[[ EXCERPTED PASSAGE, beginning ]]

The consequences of bad location decision in business and how to overcome them

August 07, 2020

The consequences of bad location decision in business featured blog image

We’ve already talked about the factors you should consider when choosing a business location. However, we didn’t get much into detail about the consequences of a bad location decision. So we found someone who’s gone through it all and knows how location affects the success of the business. Luckily, they were willing to share their lesson with you.

Last summer, in July of 2019, myself and my two co-owners opened our florist, Otown Flowers, in Orlando. However, we soon discovered that our location was going to be a challenge. The full story of our small business’ location dilemma, and how we solved it, continues below.

How to overcome a bad business location

1. We searched for two traits in a new location: distance and price. We didn’t want a long commute, and as a new business, we needed to be reasonable with rent.

2. In our research, we considered rent and neighbourhood statistics, but overlooked competition. It turns out one of the most popular florists in the city is within half a mile. They have a fleet of vans, a neon sign, and a beautiful street-facing location. It was intimidating.

3. We knew right away that there will be consequences of our bad location decision. First, we realized the online local listings were going to be a challenge. Our nearby competitor has years of history in Orlando, so of course, they are going to be prioritized by search engines and map apps.

Our store is also tucked into the corner of a plaza, and difficult to see. We weren’t seen by those passing by on the street. The plaza gets quite busy, but even from the parking lot and sidewalks, our visibility was limited.

4. To get noticed, we had to work both online and on the storefront. Our first step was optimizing our website and local listing pages. We added photos of our work to our local listings. But the biggest effort was following up with customers and asking for reviews. I am not the type of person who likes to ask things of people, especially when they’re the customer, but we made the effort. Those positive reviews literally put us on the map.

For the storefront, we added signage. Our window sign wasn’t enough, so we built a new sign to hang over the door, and installed a hanging sign that was more visible to those walking down the plaza’s sidewalk. In addition, we had a folding sign to set outside during opening hours, to incite curiosity and make the storefront more welcoming.

Lastly, online community groups on Facebook and Nextdoor were essential in growing the business. The key is to not spam these groups, you have to actually act as a member of the community, and that means helping others even when it isn’t immediately beneficial. Giving a neighbour advice on plant care, recommending a venue to a bride-to-be, over time I became a familiar face in these groups. I keep a strict rule to only promote the store before Valentine’s Day and Mother’s Day, when people are looking the most, or if there is a post that is explicitly searching for a florist. Neighbourhood groups don’t take kindly to in-your-face marketing, but love to support a local business when they can.

5. We noticed positive results almost immediately, but it took about a year for us to get consistent calls and walk-ins. At first, we could usually track the source of how someone found us, maybe a recommendation or through a Facebook group, but now more people are stumbling upon us online with no idea who we are. We are showing up more frequently on map listings and search engines, and we are getting more “word-of-mouth” orders.

A poor location decision with a happy ending

The biggest lesson we learned from this was to research the competition and see where they are located. Depending on your business, being near your competitors could be beneficial or disastrous.

Another metric we would have considered is what major companies are nearby. Our city (Orlando) is home to a lot of corporate headquarters and busy hospitals, and those places have a lot of high-spending consumers. It is a factor we would definitely prioritize in a future location.

It’s been a little over a year since we have moved in, and even facing the uncertainty that coronavirus has placed on the events industry, we are excited to stay at our current location and continue growing the business. We have used the problems we faced as learning opportunities and built a community of neighbouring businesses and clients to turn our problem location into a new strength.

[[ EXCERPTED PASSAGE, end ]]

* [ACTIVITY LIST]
1. According to the post on bad business locations, in what month and year did the owners open Otown Flowers?
2. Repeat the part of the post on bad business locations that opens with the words containing "The biggest lesson" and closes with "a future location.".
3. List everything the post on bad business locations says the nearby competing florist has.

[[ DATA BLOCK, beginning ]]

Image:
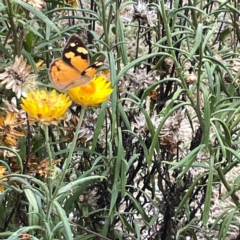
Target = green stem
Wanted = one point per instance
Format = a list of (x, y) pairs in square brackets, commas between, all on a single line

[[ DATA BLOCK, end ]]

* [TASK-BY-TASK SOLUTIONS]
1. July 2019.

2.
The biggest lesson we learned from this was to research the competition and see where they are located. Depending on your business, being near your competitors could be beneficial or disastrous.

Another metric we would have considered is what major companies are nearby. Our city (Orlando) is home to a lot of corporate headquarters and busy hospitals, and those places have a lot of high-spending consumers. It is a factor we would definitely prioritize in a future location.

3. A fleet of vans, a neon sign, and a beautiful street-facing location.